本文:

診療支援
診断

小児サルモネラ感染症
Salmonellosis in Children
石和田 稔彦
(千葉大学真菌医学研究センター・感染症制御分野)

診断のポイント

【1】急性発症。

【2】嘔気・嘔吐,激しい腹痛,粘血便を伴う下痢,発熱。

【3】生卵や卵加工品,肉,生野菜の摂食歴と関連性が高いと疑われる食品の摂食から6~72時間(通常12~36時間)後の発症。

【4】カメやイグアナなどの爬虫類や両生類,イヌ,ネコ,ハムスターなどの飼育歴。

【5】同時期の家族内発症(食中毒の場合)。

緊急対応の判断基準

 けいれんや意識障害を伴う場合には,脳症や髄膜炎の合併が疑われるため,集中治療管理が可能な施設への搬送を考慮する。

症候の診かた

【1】腹痛は主に臍周辺から右下腹部を中心に認められる。

【2】発熱を伴うことが多いが,乳児では微熱や発熱を伴わないこともある。

検査所見とその読みかた

【1】便培養検査:必ずサルモネラ感染症を疑っていることを検査室に伝え,選択培地を使用して培養を行う。

【2】血液培養検査:サルモネラ感染症の1~5%で菌血症を伴うため。

【3】血液検査:白血球増多,CRPなどの炎症反応高値を示すことが多い。

確定診断の決め手

【1】便培養,血液培養からサルモネラ菌が分離された場合に,診断を確定する。

【2】腸管外合併症を伴う場合には,感染局所の細菌培養からサルモネラ菌が分離された場合,診断を確定する。

誤診しやすい疾患との鑑別ポイント

【1】カンピロバクター腸炎:カンピロバクターは,便の直接塗抹鏡検検査でらせん状の細菌として認められるため,鑑別に有用である。

【2】O-157などの腸管出血性大腸菌感染症()

❶便培養から大腸菌が分離された場合に,ベロ毒素産生性を調べることで鑑別が可能となる。

溶血性尿毒症症候群()(溶血性貧血・血小板減少・急性腎機能障害)の合併に留意する。

【3】ウイルス性胃腸炎

❶胃腸炎のなかで最も頻度が高く鑑別が必要となるが,一般的に血便は伴わない。

❷血液検査で白血球増多がなく,炎症反応も正常~軽度上昇。

データセットの行:
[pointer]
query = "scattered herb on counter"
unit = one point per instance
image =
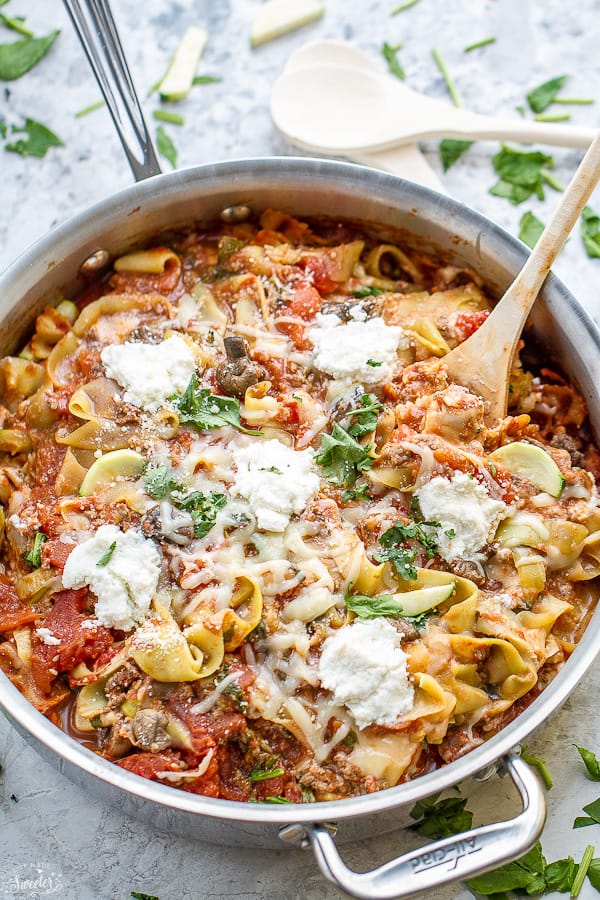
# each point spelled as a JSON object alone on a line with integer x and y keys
{"x": 451, "y": 150}
{"x": 484, "y": 42}
{"x": 19, "y": 57}
{"x": 452, "y": 89}
{"x": 204, "y": 79}
{"x": 165, "y": 146}
{"x": 107, "y": 556}
{"x": 91, "y": 108}
{"x": 541, "y": 97}
{"x": 592, "y": 764}
{"x": 441, "y": 818}
{"x": 197, "y": 406}
{"x": 522, "y": 173}
{"x": 342, "y": 457}
{"x": 390, "y": 54}
{"x": 590, "y": 232}
{"x": 39, "y": 139}
{"x": 539, "y": 764}
{"x": 530, "y": 228}
{"x": 163, "y": 115}
{"x": 16, "y": 24}
{"x": 403, "y": 6}
{"x": 34, "y": 557}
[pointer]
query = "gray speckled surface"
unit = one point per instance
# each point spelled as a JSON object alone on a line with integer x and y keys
{"x": 51, "y": 833}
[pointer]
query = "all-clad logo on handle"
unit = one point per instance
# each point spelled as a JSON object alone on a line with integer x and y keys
{"x": 446, "y": 856}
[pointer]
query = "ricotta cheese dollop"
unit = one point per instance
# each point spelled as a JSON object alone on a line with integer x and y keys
{"x": 275, "y": 480}
{"x": 125, "y": 583}
{"x": 361, "y": 351}
{"x": 150, "y": 373}
{"x": 364, "y": 667}
{"x": 467, "y": 514}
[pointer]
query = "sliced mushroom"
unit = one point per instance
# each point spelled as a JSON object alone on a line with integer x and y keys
{"x": 149, "y": 730}
{"x": 239, "y": 372}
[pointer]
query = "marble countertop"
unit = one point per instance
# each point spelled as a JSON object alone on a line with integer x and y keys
{"x": 49, "y": 829}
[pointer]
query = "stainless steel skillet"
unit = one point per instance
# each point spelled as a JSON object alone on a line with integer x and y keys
{"x": 304, "y": 187}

設問:
- a) 本文の次の一文を英語に訳しなさい。「けいれんや意識障害を伴う場合には,脳症や髄膜炎の合併が疑われるため,集中治療管理が可能な施設への搬送を考慮する。」
- b) 本文に基づいて、次の問いにそれぞれ答えなさい。
(i) 関連性が高いと疑われる食品を食べてから発症するまでの通常の時間はどれくらいか。
(ii) サルモネラ感染症のうち菌血症を伴うのはどの程度の割合か。
(iii) カンピロバクターは便の直接塗抹鏡検検査でどのような細菌として認められるか。
- c) 本文では血液培養検査を行う理由が何とされているか、説明しなさい。

解答:
- a) When convulsions or impaired consciousness are present, complications such as encephalopathy or meningitis are suspected, so transfer to a facility capable of intensive care management should be considered.

- b)
(i) 12~36時間
(ii) 1~5%
(iii) らせん状の細菌

- c) サルモネラ感染症の1~5%で菌血症を伴うため、血液培養検査を行う。